* Input
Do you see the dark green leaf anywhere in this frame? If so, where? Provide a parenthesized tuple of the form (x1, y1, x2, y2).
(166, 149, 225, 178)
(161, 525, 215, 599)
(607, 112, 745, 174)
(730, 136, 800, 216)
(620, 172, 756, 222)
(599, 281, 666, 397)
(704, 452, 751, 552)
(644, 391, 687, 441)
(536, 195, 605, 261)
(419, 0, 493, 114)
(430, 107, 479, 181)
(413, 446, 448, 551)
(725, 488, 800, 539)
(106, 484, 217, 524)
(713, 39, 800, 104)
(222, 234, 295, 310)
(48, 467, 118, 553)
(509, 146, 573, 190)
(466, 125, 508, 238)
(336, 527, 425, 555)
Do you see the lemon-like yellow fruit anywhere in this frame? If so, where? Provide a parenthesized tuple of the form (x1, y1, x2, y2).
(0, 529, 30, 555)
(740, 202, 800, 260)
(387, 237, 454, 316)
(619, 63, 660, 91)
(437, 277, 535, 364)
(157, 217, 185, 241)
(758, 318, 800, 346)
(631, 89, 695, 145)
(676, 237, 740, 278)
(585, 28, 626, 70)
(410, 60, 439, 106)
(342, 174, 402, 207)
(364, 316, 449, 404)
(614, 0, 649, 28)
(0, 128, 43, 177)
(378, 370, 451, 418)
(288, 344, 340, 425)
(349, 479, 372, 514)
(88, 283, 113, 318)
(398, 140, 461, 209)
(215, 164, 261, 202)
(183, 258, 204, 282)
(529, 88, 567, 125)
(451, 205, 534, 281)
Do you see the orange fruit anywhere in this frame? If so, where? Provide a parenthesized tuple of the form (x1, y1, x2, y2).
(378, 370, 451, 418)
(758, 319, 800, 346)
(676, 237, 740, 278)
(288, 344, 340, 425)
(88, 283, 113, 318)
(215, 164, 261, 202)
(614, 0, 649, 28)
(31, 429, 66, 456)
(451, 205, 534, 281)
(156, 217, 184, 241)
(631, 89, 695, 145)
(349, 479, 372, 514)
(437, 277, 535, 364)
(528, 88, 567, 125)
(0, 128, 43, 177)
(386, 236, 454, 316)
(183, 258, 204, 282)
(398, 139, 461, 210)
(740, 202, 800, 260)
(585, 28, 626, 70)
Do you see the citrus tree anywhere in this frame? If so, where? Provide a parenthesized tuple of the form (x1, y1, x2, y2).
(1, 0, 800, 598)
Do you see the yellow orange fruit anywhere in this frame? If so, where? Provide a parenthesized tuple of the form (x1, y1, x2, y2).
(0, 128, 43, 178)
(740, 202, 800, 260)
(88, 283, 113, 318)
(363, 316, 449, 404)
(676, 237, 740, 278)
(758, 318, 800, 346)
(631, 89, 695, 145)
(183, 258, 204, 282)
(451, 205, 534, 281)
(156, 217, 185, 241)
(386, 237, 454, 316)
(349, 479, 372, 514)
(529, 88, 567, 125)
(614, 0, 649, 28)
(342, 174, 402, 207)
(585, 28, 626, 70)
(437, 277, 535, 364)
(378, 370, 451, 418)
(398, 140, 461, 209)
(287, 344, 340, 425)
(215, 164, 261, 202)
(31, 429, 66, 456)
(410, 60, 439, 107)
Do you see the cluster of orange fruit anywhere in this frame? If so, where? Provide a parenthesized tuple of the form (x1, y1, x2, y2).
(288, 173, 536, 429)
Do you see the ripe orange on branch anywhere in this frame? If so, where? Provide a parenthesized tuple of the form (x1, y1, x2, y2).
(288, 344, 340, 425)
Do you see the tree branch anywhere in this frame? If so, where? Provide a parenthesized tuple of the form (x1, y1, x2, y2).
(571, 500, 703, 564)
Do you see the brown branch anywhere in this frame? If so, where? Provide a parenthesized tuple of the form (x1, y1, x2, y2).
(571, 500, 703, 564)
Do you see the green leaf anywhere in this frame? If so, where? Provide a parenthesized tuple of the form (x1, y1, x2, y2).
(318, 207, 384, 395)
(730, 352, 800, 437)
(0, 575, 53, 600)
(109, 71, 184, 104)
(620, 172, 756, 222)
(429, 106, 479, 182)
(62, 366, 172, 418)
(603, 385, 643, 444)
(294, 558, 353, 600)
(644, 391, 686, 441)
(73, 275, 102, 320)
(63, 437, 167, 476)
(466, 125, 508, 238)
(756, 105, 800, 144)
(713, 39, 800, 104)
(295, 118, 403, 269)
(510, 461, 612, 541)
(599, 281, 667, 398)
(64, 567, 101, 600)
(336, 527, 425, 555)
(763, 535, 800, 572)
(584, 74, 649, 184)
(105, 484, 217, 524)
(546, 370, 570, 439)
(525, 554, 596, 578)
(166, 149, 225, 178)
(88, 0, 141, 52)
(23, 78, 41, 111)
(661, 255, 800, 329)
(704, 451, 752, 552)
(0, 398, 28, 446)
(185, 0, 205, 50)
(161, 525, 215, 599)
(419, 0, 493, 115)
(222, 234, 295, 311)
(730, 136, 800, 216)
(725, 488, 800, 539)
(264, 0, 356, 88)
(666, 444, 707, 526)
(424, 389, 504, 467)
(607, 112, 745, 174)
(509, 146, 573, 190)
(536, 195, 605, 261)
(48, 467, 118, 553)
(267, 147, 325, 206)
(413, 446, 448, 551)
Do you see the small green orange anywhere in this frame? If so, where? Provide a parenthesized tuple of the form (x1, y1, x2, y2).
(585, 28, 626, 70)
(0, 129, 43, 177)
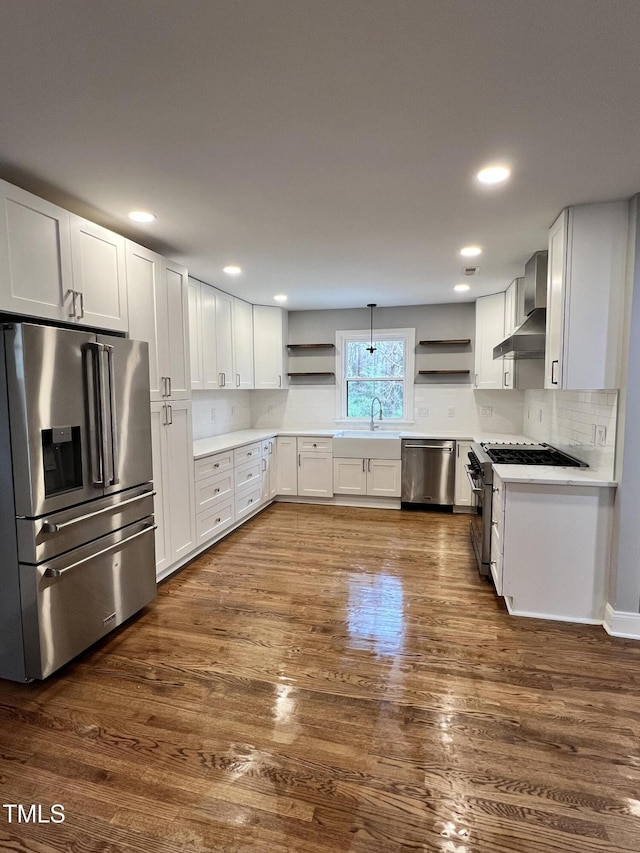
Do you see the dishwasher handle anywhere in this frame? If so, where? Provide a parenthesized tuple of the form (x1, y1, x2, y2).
(403, 443, 454, 451)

* Task
When copying the data above, repeat every word exactly and drop the pictures.

* Result for this task
Do you see the dark green leaf anywhere in this frame? If so, where? Provide a parenthesized tuple of the form (x1, y1, x2, y2).
(166, 149, 225, 178)
(161, 525, 215, 599)
(607, 112, 745, 174)
(730, 136, 800, 216)
(620, 172, 756, 222)
(599, 281, 666, 397)
(704, 452, 751, 552)
(644, 391, 687, 441)
(536, 195, 605, 261)
(419, 0, 493, 114)
(430, 107, 479, 181)
(413, 446, 448, 551)
(725, 488, 800, 539)
(106, 484, 217, 524)
(713, 39, 800, 104)
(222, 234, 295, 310)
(48, 467, 118, 553)
(509, 146, 573, 190)
(466, 125, 508, 238)
(336, 527, 425, 555)
Do you see the lemon-like yellow fruit anywhere in this frame? If so, where? Provide a parenthesized tuple of the form (x1, y1, x2, y2).
(0, 529, 30, 555)
(740, 202, 800, 260)
(387, 237, 454, 316)
(619, 63, 660, 91)
(437, 277, 535, 364)
(157, 217, 185, 241)
(758, 318, 800, 346)
(631, 89, 695, 145)
(676, 237, 740, 278)
(585, 28, 626, 70)
(410, 60, 439, 106)
(342, 174, 402, 207)
(364, 316, 449, 404)
(614, 0, 649, 28)
(0, 128, 43, 177)
(378, 370, 451, 418)
(288, 344, 340, 425)
(349, 479, 372, 514)
(88, 283, 113, 318)
(398, 140, 461, 209)
(215, 164, 261, 202)
(183, 258, 204, 282)
(529, 88, 567, 125)
(451, 205, 534, 281)
Do you see the orange fruit anywhere in this frame? If so, where? Provide a parenthesized tuple of the form (x1, y1, x2, y2).
(378, 370, 451, 418)
(758, 319, 800, 346)
(676, 237, 740, 278)
(288, 344, 340, 425)
(88, 283, 113, 318)
(215, 164, 261, 202)
(614, 0, 649, 28)
(31, 429, 66, 456)
(451, 205, 534, 281)
(156, 217, 184, 241)
(631, 89, 695, 145)
(349, 479, 372, 514)
(437, 277, 535, 364)
(528, 88, 567, 125)
(0, 128, 43, 177)
(386, 236, 454, 316)
(183, 258, 204, 282)
(398, 139, 461, 210)
(740, 202, 800, 260)
(585, 28, 626, 70)
Do you see the citrus tree anywhere in this frame? If so, where? Provide a parenthesized tuple of the form (x1, y1, x2, y2).
(1, 0, 800, 598)
Do you see the yellow orange fruit anywhere in this frame? If so, where? Provide a parenthesized tuple of the form (x1, y1, x2, y2).
(0, 128, 43, 178)
(740, 202, 800, 260)
(88, 283, 113, 318)
(363, 316, 449, 404)
(676, 237, 740, 278)
(758, 318, 800, 346)
(631, 89, 695, 145)
(183, 258, 204, 282)
(451, 205, 534, 281)
(156, 217, 185, 241)
(386, 237, 454, 316)
(349, 479, 372, 514)
(529, 88, 567, 125)
(614, 0, 649, 28)
(342, 174, 402, 207)
(585, 28, 626, 70)
(437, 277, 535, 364)
(378, 370, 451, 418)
(398, 140, 461, 209)
(287, 344, 340, 425)
(215, 164, 261, 202)
(31, 429, 66, 456)
(410, 60, 439, 107)
Do you see the cluster of orange fruit anywhere in this frame? If so, where? Provide a parenthesized tuple of the form (x1, y1, x2, y2).
(288, 173, 536, 429)
Do you see the ripe orange on branch anywhere in this frame? If so, where? Provide a parenthesized tuple of the form (x1, y1, x2, y2).
(288, 344, 340, 425)
Do you see the tree branch anywhere in this frame? If so, where? Provide a parenthesized tuple of the form (x1, y1, x2, y2).
(571, 500, 703, 564)
Do you see the brown branch anywhere in this frame? If so, where? Provide a parenthesized tuple of the form (x1, y1, x2, y2).
(571, 500, 703, 564)
Do you see the green leaf anywhere in this frame? If so, where? Provide a parenthesized tuple of the form (x1, y1, x2, y2).
(318, 207, 384, 395)
(730, 352, 800, 437)
(0, 575, 53, 600)
(109, 71, 184, 104)
(620, 172, 756, 222)
(429, 106, 479, 182)
(62, 366, 172, 418)
(603, 385, 643, 444)
(294, 558, 353, 600)
(644, 391, 686, 441)
(73, 275, 102, 320)
(63, 437, 167, 476)
(466, 125, 508, 238)
(756, 105, 800, 144)
(713, 39, 800, 104)
(295, 118, 403, 269)
(510, 461, 612, 541)
(599, 281, 667, 398)
(64, 567, 101, 600)
(336, 527, 425, 555)
(763, 535, 800, 572)
(584, 74, 649, 184)
(105, 484, 217, 524)
(546, 370, 570, 439)
(525, 554, 596, 578)
(166, 149, 225, 178)
(88, 0, 141, 52)
(23, 78, 41, 111)
(661, 255, 800, 329)
(704, 451, 752, 552)
(0, 398, 28, 446)
(185, 0, 205, 50)
(161, 525, 215, 599)
(419, 0, 493, 115)
(222, 234, 295, 311)
(730, 136, 800, 216)
(725, 488, 800, 539)
(264, 0, 356, 88)
(666, 444, 707, 526)
(424, 389, 504, 467)
(607, 112, 745, 174)
(509, 146, 573, 190)
(536, 195, 605, 261)
(48, 467, 118, 553)
(267, 147, 325, 206)
(413, 446, 448, 551)
Do you see the small green orange anywhere in this frame? If so, where? Provide a parenthesized tuple of the form (x1, y1, x2, y2).
(585, 28, 626, 70)
(0, 129, 43, 177)
Do you see the dishwasher handle anywhere in this frame? If so, where? Provide a parenthesized tuple of the form (x1, y1, x2, y2).
(403, 443, 454, 451)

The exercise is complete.